Quoted text
┏━━
Quote from: Josquius on April 05, 2022, 09:55:35 AM
Quote from: HVC on April 05, 2022, 09:52:45 AMIt's the poisoning aspect that seems iffy to me. Shooting Russians, making incendiaries , go for it. A lot of the Russians are just hoodwinked kids. An 18 year old kid taking some food offered from an old lady only to be poisoned seems... I don't know, off.

But you know what, it not my country and I most likely would feel different if it was.

It is sad there's no way to distinguish the poor victim conscripts from the mass murdering rapist soldiers but how is it different there between poison or a sniper?

The only slight iffy point in it for me is the possible hearts and minds implications. Russian troops sitting down with a little old Ukranian lady and realising she is just like their grandmother and their being here is ruining her life.... Ukraine did seem to be making good ground in that kind of area.

We make distinctions about how to kill people in war all the time. Bombing someone = ok, gassing someone is not, for example.
Being lazy is bad; unless you still get what you want, then it's called "patience".
Hubris must be punished. Severely.

Tamas

I think it only shows our levels of comfort and social naivety that we celebrate the sight of burned out Russian vehicles (in which human beings burned to death in terrible pain, fear, and agony), but are taken aback at the thought of some of those same people instead of dying in pain of poisoning.



viper37


I guess the sniper's main job is point group of enemies, or targets of interests.  They won't reveal their position for a private 2nd class, but they will definitely do it for a 3* general if they have the opportunity.

The poisoned apple seems less discriminating.
I don't do meditation.  I drink alcohol to relax, like normal people.

If Microsoft Excel decided to stop working overnight, the world would practically end.
┗━━
What is expected
Extend the forum discussion above about poisoning Russian soldiers in Ukraine, picking up after its final line.

Records provided
┏━━
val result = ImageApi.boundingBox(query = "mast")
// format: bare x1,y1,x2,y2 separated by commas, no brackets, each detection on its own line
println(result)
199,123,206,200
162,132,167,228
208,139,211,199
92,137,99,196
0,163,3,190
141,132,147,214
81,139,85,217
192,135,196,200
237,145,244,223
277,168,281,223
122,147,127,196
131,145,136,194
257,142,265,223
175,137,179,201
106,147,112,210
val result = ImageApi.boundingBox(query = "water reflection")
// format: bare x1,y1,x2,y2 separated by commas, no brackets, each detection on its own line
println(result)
┗━━
┏━━
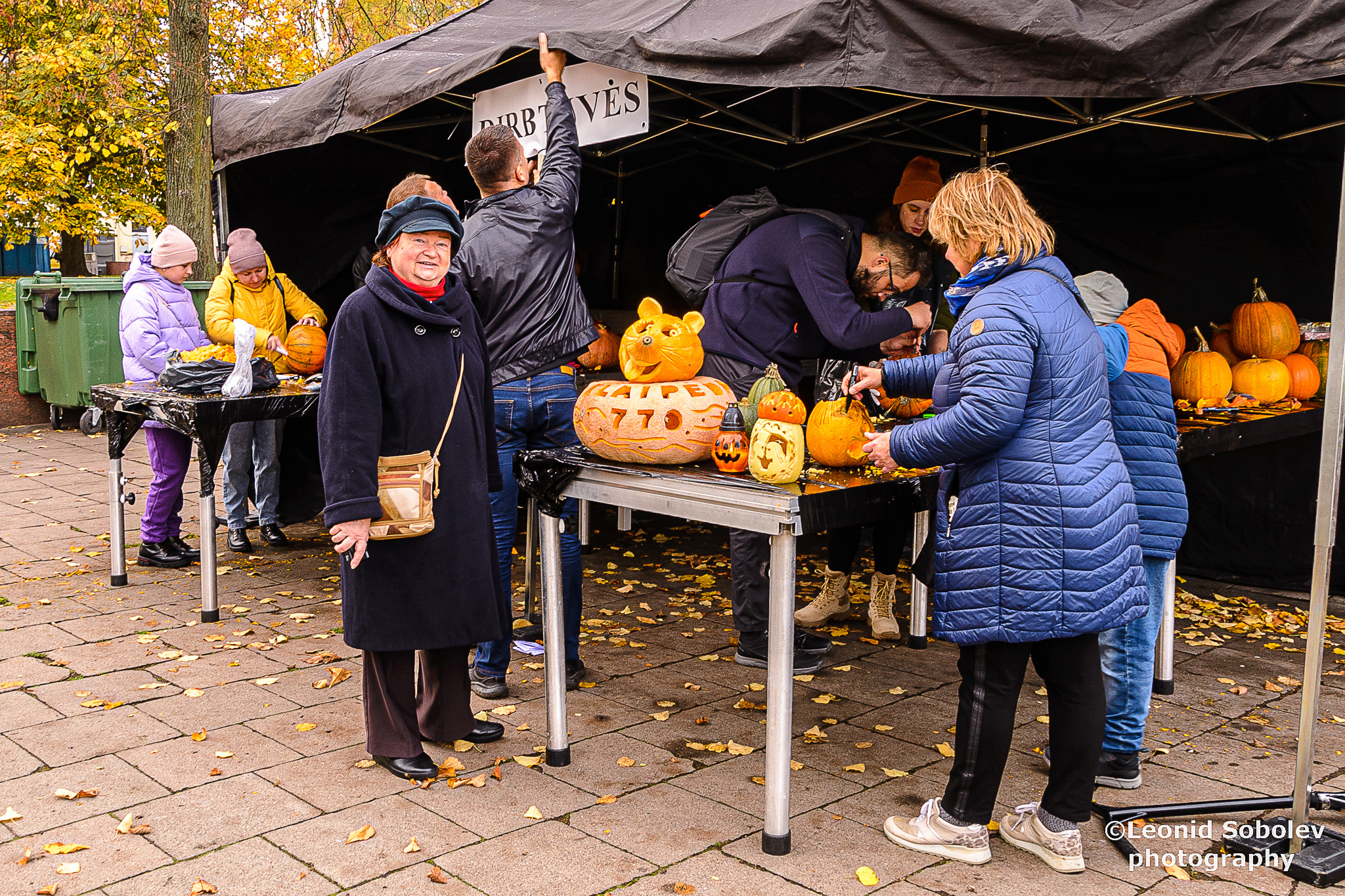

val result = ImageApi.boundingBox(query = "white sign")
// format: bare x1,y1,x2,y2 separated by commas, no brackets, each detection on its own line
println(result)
┗━━
Result for this exercise
viper37

Quote from: Tamas on April 05, 2022, 10:00:48 AMI think it only shows our levels of comfort and social naivety that we celebrate the sight of burned out Russian vehicles (in which human beings burned to death in terrible pain, fear, and agony), but are taken aback at the thought of some of those same people instead of dying in pain of poisoning.
Yeah there might be that.

But it's like, you know, shooting disarmed soldiers and shooting soldiers weapons in hands during an ambush.  They are utterly unprepared in both cases, but somehow, shooting them while they are armed/in combat/in movement seems more right.

I might be too sensible for this warfare stuff.
I don't do meditation.  I drink alcohol to relax, like normal people.

If Microsoft Excel decided to stop working overnight, the world would practically end.

The Minsky Moment

Quote from: Tamas on April 05, 2022, 10:00:48 AMI think it only shows our levels of comfort and social naivety that we celebrate the sight of burned out Russian vehicles (in which human beings burned to death in terrible pain, fear, and agony), but are taken aback at the thought of some of those same people instead of dying in pain of poisoning.

It shows judgment.
The best case would be no war, no invasion, and no one being poisoned, shot, or burned up in a tank.
But war exists and Russia brought war to Ukraine so that best case is impossible. To take joy in the horrible death of a tank crewman is depraved; to take joy in the fact that a deadly instrument of a brutal war of aggression has been destroyed is understandable.  That the destruction of the tank entails the painful death of its crew is part and parcel of the complexities of the morality of war and conflict.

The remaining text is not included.